* Reading passage:
__________

Girard reads the Bible in much the same way. His view on the Gospels is strange. Though he was a committed Catholic, his Bible is as much a work of anthropological interest as it is a divine revelation, a kind of extended description of mimetic theory. (In Girard’s reading, Job is a victim of ordinary scapegoating, not divine caprice.) The Passion narrative repeats every element of the usual sacrificial myths, with one major difference—this time, it insists that the sacrificial victim is blameless while the mob is guilty. He is the one who takes on the sins of others; he dies at their hands so that they might be redeemed. In revealing what’s been going on all along, Christianity insists on not just Jesus’ innocence, but the innocence of all the other scapegoats slaughtered in our deep, dark, forgotten history.

And now that the Gospels have revealed how the scapegoating mechanism works, it will eventually stop working. Slowly, over the course of the Christian era (and allowing for a few crusades, witch-burnings, inquisitions, and pogroms), we stopped thinking from the perspective of the mob and started thinking from the perspective of the victim. Today, “concern for victims . . . dominates the total planetary culture in which we live.” We as a society have taken steps to prevent sacrificial violence, and in a sense, this is a great achievement.

__________

* Extracted information:

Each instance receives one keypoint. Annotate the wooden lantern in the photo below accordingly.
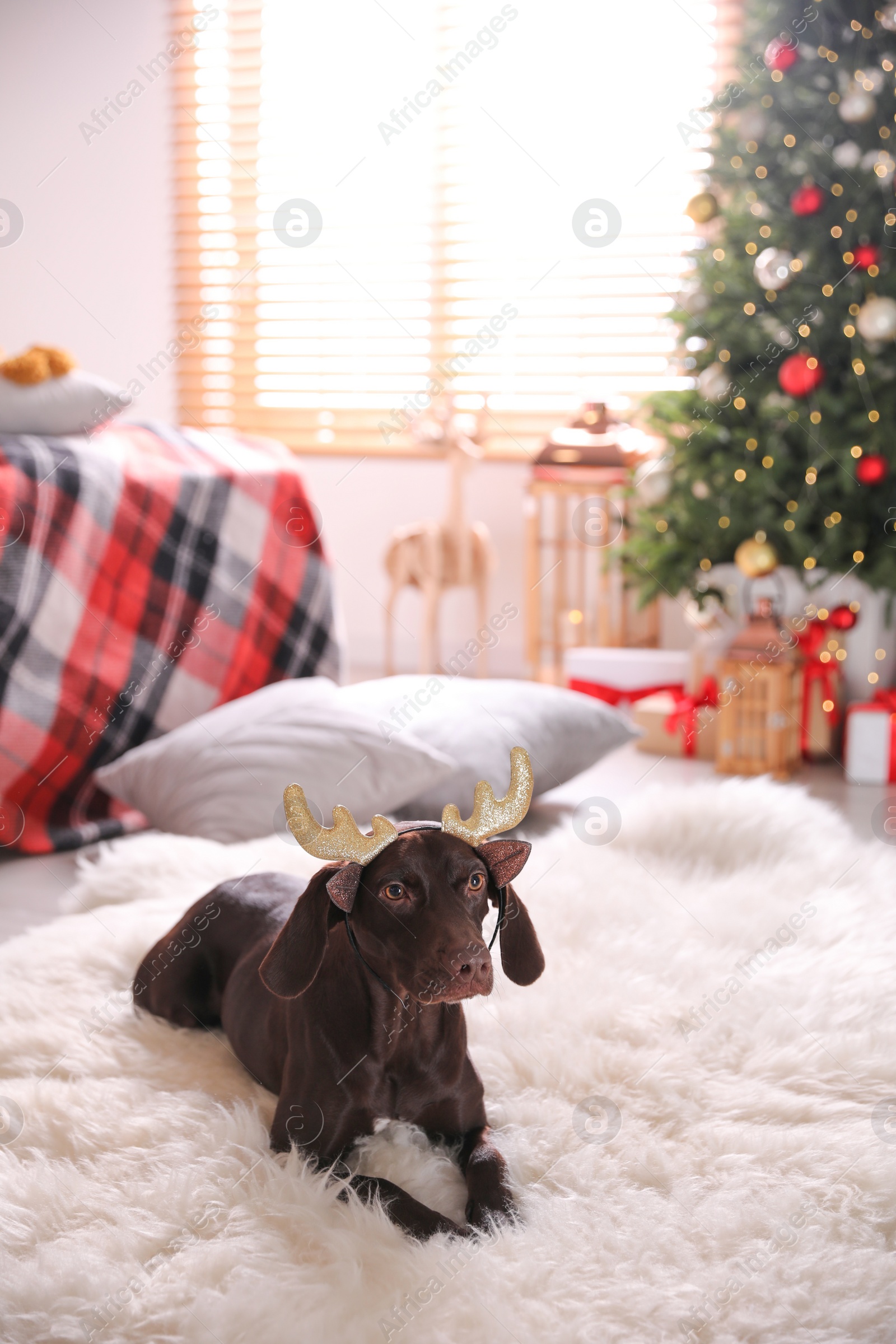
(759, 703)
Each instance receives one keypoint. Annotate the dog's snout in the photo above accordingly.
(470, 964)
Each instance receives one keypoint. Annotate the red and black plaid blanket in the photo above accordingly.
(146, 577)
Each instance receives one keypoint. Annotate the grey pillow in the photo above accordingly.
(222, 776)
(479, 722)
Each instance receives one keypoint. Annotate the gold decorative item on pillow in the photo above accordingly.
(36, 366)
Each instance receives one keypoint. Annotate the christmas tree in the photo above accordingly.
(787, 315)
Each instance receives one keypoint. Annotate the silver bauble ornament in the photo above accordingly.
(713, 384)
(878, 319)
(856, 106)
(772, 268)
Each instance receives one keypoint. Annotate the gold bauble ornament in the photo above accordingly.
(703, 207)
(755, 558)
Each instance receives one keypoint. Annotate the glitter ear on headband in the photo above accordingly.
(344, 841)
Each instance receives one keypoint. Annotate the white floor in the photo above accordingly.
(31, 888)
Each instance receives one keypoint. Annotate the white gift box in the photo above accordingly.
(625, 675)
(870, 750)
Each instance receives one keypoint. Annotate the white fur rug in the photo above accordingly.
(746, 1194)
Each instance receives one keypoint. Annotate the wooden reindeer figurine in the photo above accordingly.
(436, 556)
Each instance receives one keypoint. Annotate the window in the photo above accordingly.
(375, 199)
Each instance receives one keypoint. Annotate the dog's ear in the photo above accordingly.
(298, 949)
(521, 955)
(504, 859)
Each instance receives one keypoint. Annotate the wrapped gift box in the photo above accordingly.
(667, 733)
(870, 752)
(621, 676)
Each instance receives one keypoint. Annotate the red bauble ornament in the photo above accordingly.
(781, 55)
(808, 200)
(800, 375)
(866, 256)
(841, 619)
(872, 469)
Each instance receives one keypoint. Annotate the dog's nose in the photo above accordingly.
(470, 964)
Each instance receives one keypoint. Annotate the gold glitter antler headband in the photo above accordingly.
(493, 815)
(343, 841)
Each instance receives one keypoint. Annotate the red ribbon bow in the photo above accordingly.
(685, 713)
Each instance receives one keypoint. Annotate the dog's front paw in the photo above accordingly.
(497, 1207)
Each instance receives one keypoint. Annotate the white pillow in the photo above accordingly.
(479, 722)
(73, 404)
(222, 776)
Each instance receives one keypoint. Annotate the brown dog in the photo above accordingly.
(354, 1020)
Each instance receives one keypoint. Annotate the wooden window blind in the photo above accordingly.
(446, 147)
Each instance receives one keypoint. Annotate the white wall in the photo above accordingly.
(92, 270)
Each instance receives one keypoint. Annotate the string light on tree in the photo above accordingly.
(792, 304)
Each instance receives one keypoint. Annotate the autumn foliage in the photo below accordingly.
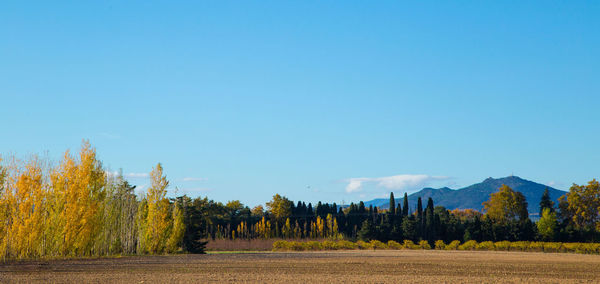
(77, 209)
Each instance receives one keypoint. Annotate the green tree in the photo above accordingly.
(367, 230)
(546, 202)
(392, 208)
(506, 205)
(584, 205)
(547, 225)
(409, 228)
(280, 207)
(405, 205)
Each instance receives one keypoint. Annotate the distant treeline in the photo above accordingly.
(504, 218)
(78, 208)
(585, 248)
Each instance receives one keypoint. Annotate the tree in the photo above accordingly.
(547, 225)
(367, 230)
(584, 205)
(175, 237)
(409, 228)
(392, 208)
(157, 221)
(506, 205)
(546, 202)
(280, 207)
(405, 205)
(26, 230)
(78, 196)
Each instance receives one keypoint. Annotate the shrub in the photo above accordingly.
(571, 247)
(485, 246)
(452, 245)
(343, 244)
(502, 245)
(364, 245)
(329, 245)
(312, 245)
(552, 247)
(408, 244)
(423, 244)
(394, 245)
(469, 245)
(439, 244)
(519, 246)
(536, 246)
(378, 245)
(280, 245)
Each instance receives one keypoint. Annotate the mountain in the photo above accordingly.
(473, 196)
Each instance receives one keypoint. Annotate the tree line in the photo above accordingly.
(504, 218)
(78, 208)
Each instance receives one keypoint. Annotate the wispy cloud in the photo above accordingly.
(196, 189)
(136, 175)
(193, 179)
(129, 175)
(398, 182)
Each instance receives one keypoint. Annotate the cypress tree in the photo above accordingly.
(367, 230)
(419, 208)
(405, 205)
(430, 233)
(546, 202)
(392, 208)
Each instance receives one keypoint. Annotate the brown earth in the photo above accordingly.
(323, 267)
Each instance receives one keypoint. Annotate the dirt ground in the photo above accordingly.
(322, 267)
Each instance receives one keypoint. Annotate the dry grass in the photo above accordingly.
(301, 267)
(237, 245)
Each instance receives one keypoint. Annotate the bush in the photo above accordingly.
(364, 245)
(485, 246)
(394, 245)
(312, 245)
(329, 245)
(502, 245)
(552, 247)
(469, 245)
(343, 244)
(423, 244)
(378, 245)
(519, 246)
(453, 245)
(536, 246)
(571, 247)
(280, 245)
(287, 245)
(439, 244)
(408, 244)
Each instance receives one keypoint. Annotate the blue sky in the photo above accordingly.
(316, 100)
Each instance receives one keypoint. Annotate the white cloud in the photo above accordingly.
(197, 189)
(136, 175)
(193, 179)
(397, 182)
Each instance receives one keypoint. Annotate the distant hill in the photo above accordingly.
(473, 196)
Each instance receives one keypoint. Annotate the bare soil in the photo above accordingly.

__________

* Stated problem A:
Rewrite the passage on Girard's reading of the Bible between "Girard reads the" and "dark, forgotten history.", inclusive, putting "crucifixion account" in place of "Passion narrative".
* Stated problem B:
According to the passage on Girard's reading of the Bible, what is Job a victim of?

* Worked answer A:
Girard reads the Bible in much the same way. His view on the Gospels is strange. Though he was a committed Catholic, his Bible is as much a work of anthropological interest as it is a divine revelation, a kind of extended description of mimetic theory. (In Girard’s reading, Job is a victim of ordinary scapegoating, not divine caprice.) The crucifixion account repeats every element of the usual sacrificial myths, with one major difference—this time, it insists that the sacrificial victim is blameless while the mob is guilty. He is the one who takes on the sins of others; he dies at their hands so that they might be redeemed. In revealing what’s been going on all along, Christianity insists on not just Jesus’ innocence, but the innocence of all the other scapegoats slaughtered in our deep, dark, forgotten history.

* Worked answer B:
Ordinary scapegoating, not divine caprice.